Eric Besson vs les concepts fondateurs du Net

Le 22 février 2011

Comment Bercy s'essuie les pieds sur les principes fondateurs du Net avec son "plan numérique 2012" en passe d'anéantir la neteconomie française et sa créativité. En voici les principaux enjeux, examinés par Bluetouff.

Ndlr : Cet article est à prendre avec du recul suite notamment à la polémique entre Orange, Cogent et Mégaupload. Le 14 février, Octave Klaba, le patron d’OVH annonçait finalement avoir rencontré SFR qui lui a assuré qu’il n’y aurait pas de facturation du peering.

La neutralité du Net semble être un concept de plus en plus fumeux pour les fournisseurs d’accès français. Les débats qui se tenaient l’année dernière à l’ARCEP ne laissaient rien présager de bon, mais après l’affaire Orange / Cogent / Megaupload / reste du monde, aujourd’hui, un nouveau pas semble franchi par SFR pour flinguer un peu plus l’Internet français. Mais est-ce réellement SFR qui tire les ficelles ?

ITespresso qui suit de près le dossier Net Neutrality a consacré un très bon article à cette nouvelle guerre qui oppose les étranges position d’SFR à celles d’OVH, un poid lourd de l’hébergement fraîchement arrivé dans ce monde fou, fou, fou, des fournisseurs d’accès à un Internet que certains voudraient civiliser. C’est par les pixels d’Octave Klaba, fondateur et directeur technique d’OVH qu’a été rendu public ce qui semble bien expliquer une manoeuvre qui dépasse le seul cadre du business entre opérateurs. Est-ce que ce nouvel épisode mettra un terme à l’opacité des politiques de peering qui régissent les relations entre “petits” et “gros” opérateurs ? Rien n’est moins sûr… car ce nouveau malaise puise peut-être ses origines dans cette dimension parallèle que peut être le cerveau de personnes qui se sont mises en tête de réguler un monde qu’il ne connaissent pas.

SFR serait il en service commandé pour le Ministre Besson ?

La question mérite effectivement d’être posée, et Octave Klaba la pose d’ailleurs sans détour sur les forums publics d’OVH. Selon le dirigeant d’OVH, SFR souhaiterait faire payer le peering à OVH. Comme nous vous l’avons déjà expliqué dans ces pages, traditionnellement, le peering se fait par le biais d’accords entre opérateurs et est habituellement gratuit. Certes, certains opérateurs ont bien essayé de faire payer des fournisseurs de contenus lourds (on se souvient par exemple de l’affaire qui opposa en 2007 Neuf Cegetel et Dailymotion), mais entre fournisseurs d’accès dont l’utilisation du peering est raisonnable (OVH héberge principalement des pages Web et non des contenus “lourds” de types vidéo), c’est fort curieux… et de fait, ceci a de quoi légitimer les interrogations d’Octave Klaba.

Plan Grand Comique 2012

En lisant ceci, comme le dirigeant d’OVH, on se doute bien que la vérité est ailleurs. Chose détestable, cette vérité serait la piste Bercy. C’est une fâcheuse habitude que nous avons à Reflets, d’anticiper le consternant résultat de la pseudo gouvernance de Bercy sur l’Internet français.

● ● ● ● ●

→ **CONSIGNE ÉCRITE 1**:
Ajoutez 93 à chaque coordonnée des tracés de la liste, de la ligne contenant « If you could segment every instance of the white » à celle contenant « M 129 94 L 127 », puis réécrivez intégralement toutes ces lignes, sans en omettre aucune.

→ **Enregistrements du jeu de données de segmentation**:
● ● ● ● ●

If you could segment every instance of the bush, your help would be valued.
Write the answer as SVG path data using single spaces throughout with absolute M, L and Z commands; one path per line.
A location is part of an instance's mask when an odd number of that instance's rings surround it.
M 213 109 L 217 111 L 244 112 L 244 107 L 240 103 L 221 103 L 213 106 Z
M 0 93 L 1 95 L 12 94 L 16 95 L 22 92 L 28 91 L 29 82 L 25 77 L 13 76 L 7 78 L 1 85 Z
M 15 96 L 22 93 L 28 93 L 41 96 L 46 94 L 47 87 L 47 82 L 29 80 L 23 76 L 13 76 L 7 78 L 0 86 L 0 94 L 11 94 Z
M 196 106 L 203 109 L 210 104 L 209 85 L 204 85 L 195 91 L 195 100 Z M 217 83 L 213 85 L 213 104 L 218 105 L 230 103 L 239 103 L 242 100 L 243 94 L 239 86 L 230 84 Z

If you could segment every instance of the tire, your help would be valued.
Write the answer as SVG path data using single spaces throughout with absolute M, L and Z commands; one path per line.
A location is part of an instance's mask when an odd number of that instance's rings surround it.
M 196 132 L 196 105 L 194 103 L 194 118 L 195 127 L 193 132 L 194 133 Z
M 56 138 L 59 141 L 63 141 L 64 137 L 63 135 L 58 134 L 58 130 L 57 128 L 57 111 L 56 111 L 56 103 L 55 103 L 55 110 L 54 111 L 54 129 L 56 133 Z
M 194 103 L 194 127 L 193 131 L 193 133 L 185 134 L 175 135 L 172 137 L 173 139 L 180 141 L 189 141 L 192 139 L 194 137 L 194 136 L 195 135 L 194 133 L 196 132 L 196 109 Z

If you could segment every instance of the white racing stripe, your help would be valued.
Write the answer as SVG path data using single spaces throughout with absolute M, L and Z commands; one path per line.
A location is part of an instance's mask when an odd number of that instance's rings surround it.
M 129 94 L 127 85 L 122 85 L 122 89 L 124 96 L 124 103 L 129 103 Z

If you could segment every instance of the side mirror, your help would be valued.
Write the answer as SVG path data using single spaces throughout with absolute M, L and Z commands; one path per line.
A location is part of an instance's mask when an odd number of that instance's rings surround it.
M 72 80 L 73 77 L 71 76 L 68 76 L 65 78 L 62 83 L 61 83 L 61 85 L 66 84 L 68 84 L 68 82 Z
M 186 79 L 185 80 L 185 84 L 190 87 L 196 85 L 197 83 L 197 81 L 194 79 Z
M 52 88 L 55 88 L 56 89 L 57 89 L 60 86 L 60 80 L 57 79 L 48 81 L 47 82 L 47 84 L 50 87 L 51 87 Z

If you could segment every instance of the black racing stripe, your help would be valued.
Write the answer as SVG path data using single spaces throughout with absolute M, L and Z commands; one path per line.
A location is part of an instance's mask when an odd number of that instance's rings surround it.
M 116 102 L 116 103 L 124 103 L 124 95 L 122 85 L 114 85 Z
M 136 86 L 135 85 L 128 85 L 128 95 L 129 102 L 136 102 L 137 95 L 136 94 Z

● ● ● ● ●

→ **CONSIGNE ÉCRITE 2**:
Restituez à l'identique le passage de l'article sur la neutralité du Net, de « En lisant ceci, comme » à « sur l’Internet français. ».

→ **RÉPONSE 1**:
If you could segment every instance of the white racing stripe, your help would be valued.
Write the answer as SVG path data using single spaces throughout with absolute M, L and Z commands; one path per line.
A location is part of an instance's mask when an odd number of that instance's rings surround it.
M 222 187 L 220 178 L 215 178 L 215 182 L 217 189 L 217 196 L 222 196 Z

→ **RÉPONSE 2**:
En lisant ceci, comme le dirigeant d’OVH, on se doute bien que la vérité est ailleurs. Chose détestable, cette vérité serait la piste Bercy. C’est une fâcheuse habitude que nous avons à Reflets, d’anticiper le consternant résultat de la pseudo gouvernance de Bercy sur l’Internet français.